● Input for this task:
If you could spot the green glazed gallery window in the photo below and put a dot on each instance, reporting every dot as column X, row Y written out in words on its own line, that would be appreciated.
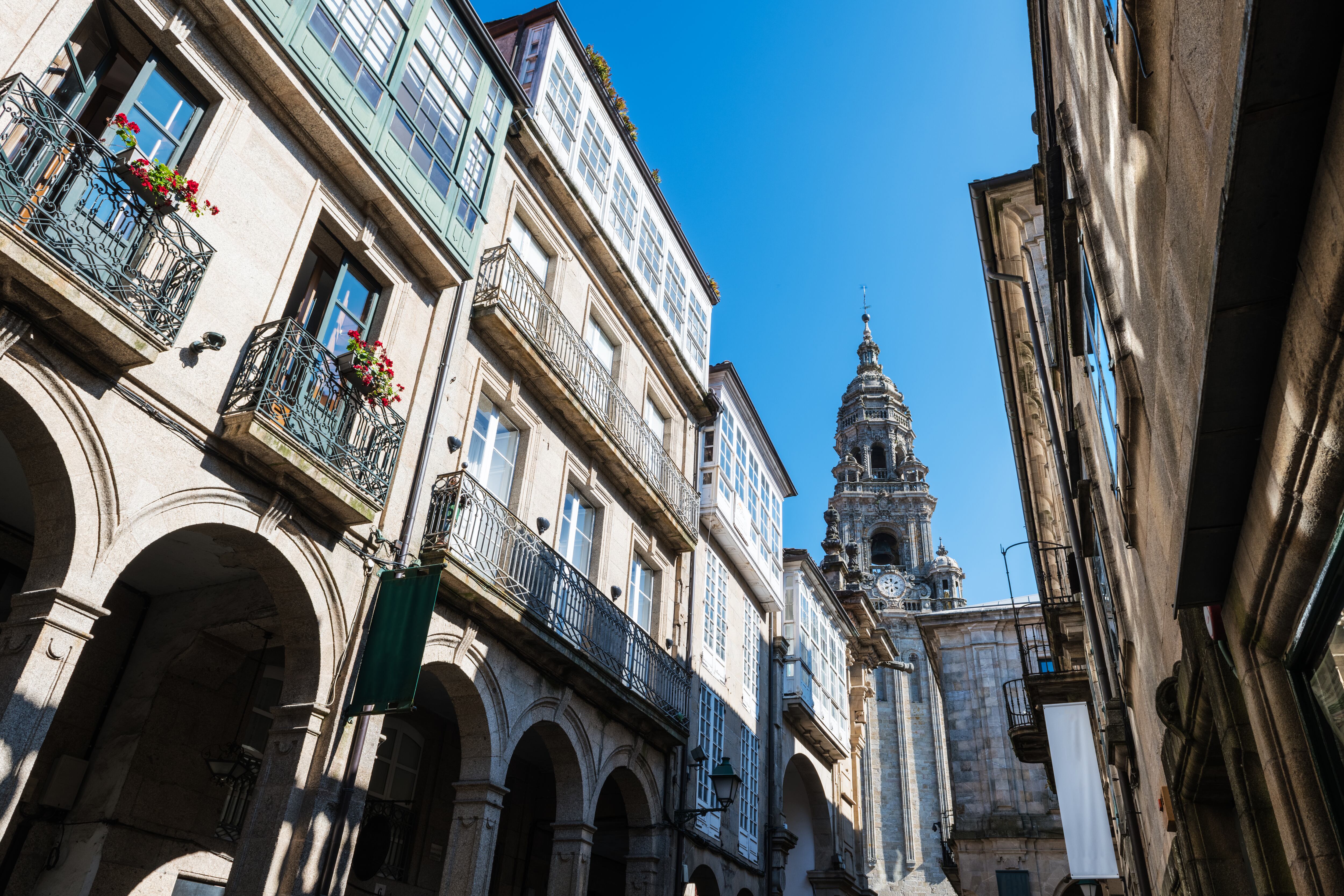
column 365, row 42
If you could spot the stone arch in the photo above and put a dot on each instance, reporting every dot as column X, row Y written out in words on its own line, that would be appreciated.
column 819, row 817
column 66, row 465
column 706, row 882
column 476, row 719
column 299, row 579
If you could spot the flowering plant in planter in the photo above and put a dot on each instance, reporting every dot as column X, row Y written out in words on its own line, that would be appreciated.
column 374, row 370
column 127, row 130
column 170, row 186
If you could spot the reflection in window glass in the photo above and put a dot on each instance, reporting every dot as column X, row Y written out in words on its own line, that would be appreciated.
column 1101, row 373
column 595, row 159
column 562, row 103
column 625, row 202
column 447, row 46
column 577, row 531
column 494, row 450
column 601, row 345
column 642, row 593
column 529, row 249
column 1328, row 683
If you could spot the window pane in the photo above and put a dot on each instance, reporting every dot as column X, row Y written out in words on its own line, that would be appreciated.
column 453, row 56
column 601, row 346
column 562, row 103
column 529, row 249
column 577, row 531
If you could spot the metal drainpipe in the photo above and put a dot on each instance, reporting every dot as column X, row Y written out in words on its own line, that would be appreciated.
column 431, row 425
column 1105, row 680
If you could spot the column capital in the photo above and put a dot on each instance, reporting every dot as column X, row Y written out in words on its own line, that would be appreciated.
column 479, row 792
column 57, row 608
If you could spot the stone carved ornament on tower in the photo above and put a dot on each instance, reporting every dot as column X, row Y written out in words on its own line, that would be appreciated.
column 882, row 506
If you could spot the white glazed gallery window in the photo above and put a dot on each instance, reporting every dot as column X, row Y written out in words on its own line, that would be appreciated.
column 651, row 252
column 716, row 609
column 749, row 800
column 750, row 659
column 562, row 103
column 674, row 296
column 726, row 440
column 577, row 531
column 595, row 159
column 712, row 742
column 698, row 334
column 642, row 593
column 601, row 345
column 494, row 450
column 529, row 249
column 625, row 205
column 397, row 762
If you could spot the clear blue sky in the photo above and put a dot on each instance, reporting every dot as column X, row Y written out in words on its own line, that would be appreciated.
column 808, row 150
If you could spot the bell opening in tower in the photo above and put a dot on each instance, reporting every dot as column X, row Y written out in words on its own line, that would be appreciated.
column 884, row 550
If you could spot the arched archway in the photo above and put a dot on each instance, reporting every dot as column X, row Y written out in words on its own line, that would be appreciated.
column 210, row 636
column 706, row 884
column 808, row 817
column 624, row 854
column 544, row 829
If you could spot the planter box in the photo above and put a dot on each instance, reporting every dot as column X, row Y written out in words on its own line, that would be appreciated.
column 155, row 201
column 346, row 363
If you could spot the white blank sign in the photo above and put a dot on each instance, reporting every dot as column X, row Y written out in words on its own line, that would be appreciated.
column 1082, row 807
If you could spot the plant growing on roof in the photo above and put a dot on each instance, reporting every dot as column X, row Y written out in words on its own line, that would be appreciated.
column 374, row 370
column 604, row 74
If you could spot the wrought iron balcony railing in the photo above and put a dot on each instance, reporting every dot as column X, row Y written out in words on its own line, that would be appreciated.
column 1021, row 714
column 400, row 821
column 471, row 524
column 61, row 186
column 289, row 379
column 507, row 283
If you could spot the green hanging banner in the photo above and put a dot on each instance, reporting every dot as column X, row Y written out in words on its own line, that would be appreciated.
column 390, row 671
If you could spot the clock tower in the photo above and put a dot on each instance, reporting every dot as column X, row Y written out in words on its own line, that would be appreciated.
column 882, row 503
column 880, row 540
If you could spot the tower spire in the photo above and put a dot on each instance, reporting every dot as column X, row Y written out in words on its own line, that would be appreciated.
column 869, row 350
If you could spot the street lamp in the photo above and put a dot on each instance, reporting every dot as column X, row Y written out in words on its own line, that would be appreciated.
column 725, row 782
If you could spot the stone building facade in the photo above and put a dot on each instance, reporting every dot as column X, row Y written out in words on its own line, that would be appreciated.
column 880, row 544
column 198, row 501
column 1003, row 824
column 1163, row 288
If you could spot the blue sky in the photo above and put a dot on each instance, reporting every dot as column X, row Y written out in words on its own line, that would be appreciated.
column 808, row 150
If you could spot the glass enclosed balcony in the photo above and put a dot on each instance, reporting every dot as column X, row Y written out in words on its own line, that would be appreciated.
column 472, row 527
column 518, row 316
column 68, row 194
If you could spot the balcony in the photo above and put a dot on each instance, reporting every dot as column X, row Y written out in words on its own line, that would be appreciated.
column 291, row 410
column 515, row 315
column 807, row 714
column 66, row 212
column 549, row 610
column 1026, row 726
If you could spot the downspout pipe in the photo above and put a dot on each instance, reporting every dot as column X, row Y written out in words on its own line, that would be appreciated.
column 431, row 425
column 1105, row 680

● Task statement: Recast every line of the records above as a numbered list, dropping any blank lines. Leave the pictures out of your answer.

● Solved exercise:
1. If you could spot the green glazed gallery window in the photo below and put a dot on each instance, reporting every dot as column X, row Y written out in words on its own line, that would be appreciated.
2. column 365, row 42
3. If you could spot the stone arch in the photo above and put a dot on each instance, reporting every dot as column X, row Y written out in words on its own line, that would be appreciated.
4. column 819, row 817
5. column 66, row 465
6. column 706, row 882
7. column 476, row 719
8. column 299, row 579
9. If you could spot the flowering plant in planter in the photo above and put a dot on each instance, reporting every dot as column X, row Y written out in words on its own line, that would be appreciated.
10. column 374, row 370
11. column 127, row 130
12. column 170, row 186
13. If you could spot the reflection in window glass in the photo above and put a dot on each instance, reporting every dot as column X, row Y written out in words on its own line, that would be appreciated.
14. column 1101, row 373
15. column 595, row 159
16. column 562, row 103
17. column 625, row 202
18. column 447, row 46
19. column 577, row 531
20. column 494, row 450
21. column 601, row 345
22. column 642, row 593
23. column 529, row 249
24. column 1328, row 683
25. If you could spot the window pane in the photo above and put a dot on each instance, reporting every dot as column X, row Y written out in words on its own line, that would be appreciated.
26. column 453, row 56
27. column 601, row 346
28. column 562, row 103
29. column 529, row 249
30. column 577, row 531
31. If you could spot the metal drainpipe in the photo above and put a dot on each instance, reporting every dot as column X, row Y written out in words on its own line, that would be appreciated.
32. column 431, row 425
33. column 1105, row 680
34. If you could spot the column capital in the photo above and put a dot on each instance, reporting every dot as column X, row Y written out in words on its own line, that would be appreciated.
35. column 479, row 792
36. column 57, row 608
37. If you could spot the stone carved ornament on tower in the photo above and put a dot on each instance, reporting every dot as column X, row Y written out in words on its own line, that would be appreciated.
38. column 882, row 506
39. If you could spot the white glazed gallery window in the photo above and put a dot on each instance, reporting every dot as column X, row Y written out in words on its own line, that would be appreciated.
40. column 651, row 252
41. column 716, row 609
42. column 749, row 800
43. column 750, row 659
44. column 562, row 103
45. column 674, row 296
46. column 726, row 440
47. column 577, row 531
48. column 595, row 159
49. column 712, row 742
50. column 698, row 334
51. column 642, row 593
52. column 601, row 345
53. column 494, row 450
54. column 529, row 249
55. column 625, row 205
56. column 397, row 762
57. If you could spot the clear blue sky in the photo above and put a dot on each instance, reporting every dot as column X, row Y written out in words on its own line, that would be appreciated.
58. column 808, row 150
59. If you could spot the bell opening in tower in the photo above and put a dot on each instance, reporting every dot as column X, row Y written out in words on its own line, that would be appreciated.
60. column 884, row 550
61. If you could spot the arched archway in the photo above and put a dot on each instance, reporting every dot as column X, row Y written out in words on its own line, that would be appreciated.
62. column 210, row 636
63. column 706, row 884
64. column 808, row 817
65. column 624, row 854
66. column 544, row 829
67. If you could spot the planter box in the photo above and put a dot on each instance, reporting every dot as column X, row Y written out in words on its own line, that would be appreciated.
68. column 155, row 201
69. column 346, row 363
70. If you could spot the white blank sign in the photo above and put a dot on each instance, reporting every dot as column X, row Y written out in words on its own line, that would be appreciated.
71. column 1082, row 807
72. If you could spot the plant growing on roof in the photo above and put a dot on each instance, reporting every dot as column X, row Y written out in words on its own line, that would be appreciated.
73. column 374, row 370
74. column 604, row 74
75. If you could spot the wrought iron balcony railing in the photo above and put a dot on each instance, reporting every dot as column X, row Y written out in words on its own line, that would be appreciated.
76. column 1021, row 714
77. column 400, row 821
78. column 471, row 524
79. column 61, row 186
80. column 289, row 379
81. column 507, row 283
82. If you could spot the green hanging banner in the photo above and put a dot on each instance, reporting every dot as column X, row Y written out in words on its own line, that would be appreciated.
83. column 390, row 671
84. If you could spot the clock tower in the photo above and put a dot on each instance, reporting every dot as column X, row Y written out in words on its own line, that would be appreciated.
85. column 882, row 503
86. column 880, row 540
87. If you could spot the tower spire in the photo above and put a dot on each instance, reporting every dot as column X, row Y written out in words on its own line, that would be appreciated.
88. column 869, row 350
89. If you could spot the street lamp in the photo above and put a dot on each instance, reporting every dot as column X, row Y written out in words on its own line, that would be appreciated.
90. column 725, row 782
91. If you could spot the stone building facade in the photo above and put a dot on each instance, reporting every dot as column X, row Y written out in words on its own line, that would be appreciated.
92. column 880, row 544
93. column 198, row 501
94. column 1003, row 824
95. column 1163, row 288
96. If you could spot the blue sky in the photo above and put a dot on each instance, reporting every dot as column X, row Y written out in words on its own line, that would be appreciated.
97. column 808, row 150
98. If you could spot the glass enclosed balcony in the photo above and put a dot on each instance, reporting every dot as column X, row Y written out in words on its own line, that would be appreciated.
99. column 472, row 527
100. column 518, row 316
101. column 68, row 194
102. If you could spot the balcony in the photo above and put a dot on each instance, reporting every dot as column X, row Y written out in words on its own line, that would be appreciated.
103. column 291, row 410
104. column 515, row 315
105. column 807, row 714
106. column 66, row 212
107. column 549, row 610
108. column 1026, row 726
109. If you could spot the downspout pipe in the photo above and put a dot on each instance, reporting every dot as column X, row Y written out in words on its own line, that would be appreciated.
110. column 431, row 425
111. column 1105, row 680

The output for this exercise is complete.